(Beginning of PROVIDED PASSAGE)

Don't Call it Pain,
Call it Building Character
Disclaimer: Although we talk about great design in this section, it does not display good design in and of itself for many reasons, including time and space considerations. Keep this aphorism in mind when using this section: "Do as I say and not as I do." :-)
The most intimidating thing about creating web sites is the design. Although some jump right in with no regard for design principles (as evidenced by the thousands of strange and very ugly home pages out there), it is important that your images mean something, and are not thrown together or gratuitous. And for those of us who don't feel as though we're particularly creative visually, producing a page which will be viewed by millions around the world can be incredibly scary.
Help for designers and non-designers alike
The Non-Designers Design Book by Robin Williams (no, not that one...) is a great resource for those of us not necessarily graphically inclined. Williams includes help on appropriate type faces and colors, as well as the four basic principles of design:
Briefly stated, Proximity is the grouping of items together on a plane in meaningful relationships--the Internet Underground Music Archive does a very good job of making their images and icons work together to tell a story, set a mood, and direct visitors through their site.

(End of PROVIDED PASSAGE)

## REQUIRED ACTION 1:
Transcribe the web design passage verbatim, beginning at the words "Help for designers" and stopping after the words "through their site.".
## REQUIRED ACTION 2:
Pick up the web design passage after its last sentence and continue it.
The records that follow come from a separate source unrelated to the web design passage.

(Beginning of DATA LISTING)

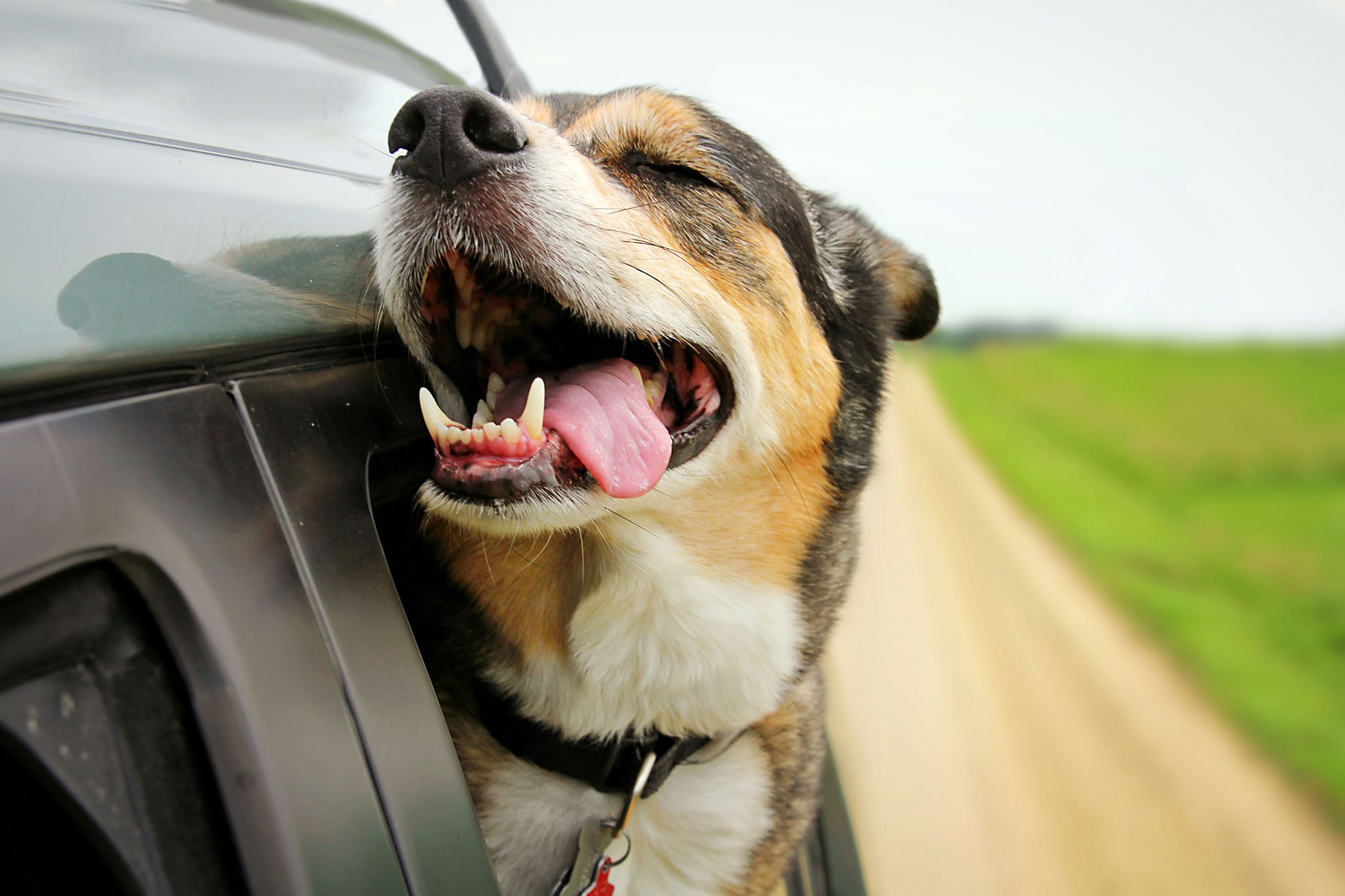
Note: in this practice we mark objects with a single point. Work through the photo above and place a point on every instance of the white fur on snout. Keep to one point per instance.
(694, 837)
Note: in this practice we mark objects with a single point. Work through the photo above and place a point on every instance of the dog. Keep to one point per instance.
(654, 364)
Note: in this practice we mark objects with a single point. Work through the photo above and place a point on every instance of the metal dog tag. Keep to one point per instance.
(588, 874)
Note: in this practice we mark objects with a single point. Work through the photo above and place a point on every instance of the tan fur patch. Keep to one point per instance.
(527, 587)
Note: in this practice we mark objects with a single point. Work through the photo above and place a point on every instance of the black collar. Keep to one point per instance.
(609, 766)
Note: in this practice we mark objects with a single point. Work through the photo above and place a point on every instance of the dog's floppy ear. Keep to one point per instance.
(864, 261)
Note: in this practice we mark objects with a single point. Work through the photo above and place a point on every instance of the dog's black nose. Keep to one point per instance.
(452, 135)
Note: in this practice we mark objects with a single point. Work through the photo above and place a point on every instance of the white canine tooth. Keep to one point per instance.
(432, 413)
(463, 324)
(531, 416)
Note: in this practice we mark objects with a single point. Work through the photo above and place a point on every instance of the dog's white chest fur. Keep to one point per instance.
(694, 837)
(659, 644)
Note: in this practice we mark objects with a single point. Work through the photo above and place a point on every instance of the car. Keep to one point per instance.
(209, 448)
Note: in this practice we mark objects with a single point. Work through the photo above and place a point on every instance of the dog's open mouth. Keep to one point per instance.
(560, 403)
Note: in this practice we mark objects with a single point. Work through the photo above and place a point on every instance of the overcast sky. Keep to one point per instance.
(1168, 167)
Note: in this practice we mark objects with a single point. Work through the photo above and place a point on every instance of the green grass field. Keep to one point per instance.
(1204, 489)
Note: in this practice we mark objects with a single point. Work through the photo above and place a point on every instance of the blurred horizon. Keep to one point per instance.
(1147, 168)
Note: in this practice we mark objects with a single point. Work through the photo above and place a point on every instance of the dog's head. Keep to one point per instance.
(622, 303)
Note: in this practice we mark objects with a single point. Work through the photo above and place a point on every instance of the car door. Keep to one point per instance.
(206, 680)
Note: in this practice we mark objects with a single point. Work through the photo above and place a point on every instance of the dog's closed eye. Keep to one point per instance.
(670, 172)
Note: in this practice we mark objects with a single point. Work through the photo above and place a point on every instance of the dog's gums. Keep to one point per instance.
(557, 402)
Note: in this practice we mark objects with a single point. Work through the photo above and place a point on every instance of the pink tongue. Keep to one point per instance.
(600, 412)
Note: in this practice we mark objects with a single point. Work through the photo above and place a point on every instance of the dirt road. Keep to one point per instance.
(1002, 731)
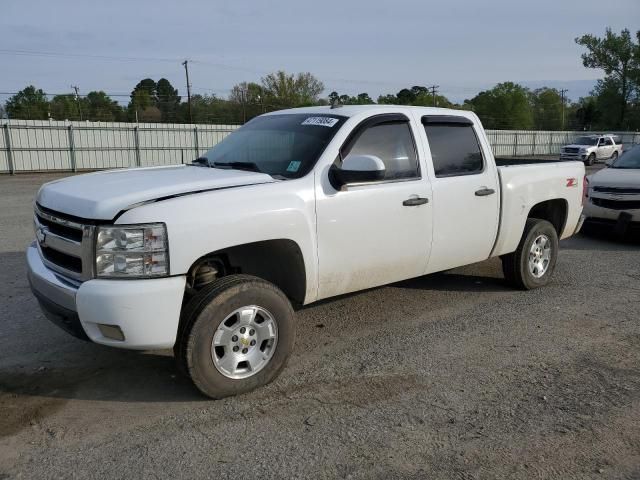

(End of DATA LISTING)

## ANSWER SECTION 1:
Help for designers and non-designers alike
The Non-Designers Design Book by Robin Williams (no, not that one...) is a great resource for those of us not necessarily graphically inclined. Williams includes help on appropriate type faces and colors, as well as the four basic principles of design:
Briefly stated, Proximity is the grouping of items together on a plane in meaningful relationships--the Internet Underground Music Archive does a very good job of making their images and icons work together to tell a story, set a mood, and direct visitors through their site.

## ANSWER SECTION 2:
Alignment is the spacing of elements on a plane, in which the eye flows in a comfortable direction around the page. Placement should not be arbitrary, but considered: along with Proximity, Alignment allows the images to tell a story. The human eye feels most comfortable viewing images placed in thirds (both horizontally and vertically) so avoid placing elements directly in the middle of the plane.
Repetition of elements throughout your design and your pages allows for a unified theme; LVLInteractive's site uses an electrical wire theme, as well as their use of space, to great advantage.
Finally, contrast can help break up any feeling of monotony on a page; the banner on the first page of this handbook is a great example of using contrasting fonts to advantage. The rule of thumb here is: if you use two different fonts in close proximity, make sure they are very different, for example, a delicate serifed font laid over a bold sans serif font.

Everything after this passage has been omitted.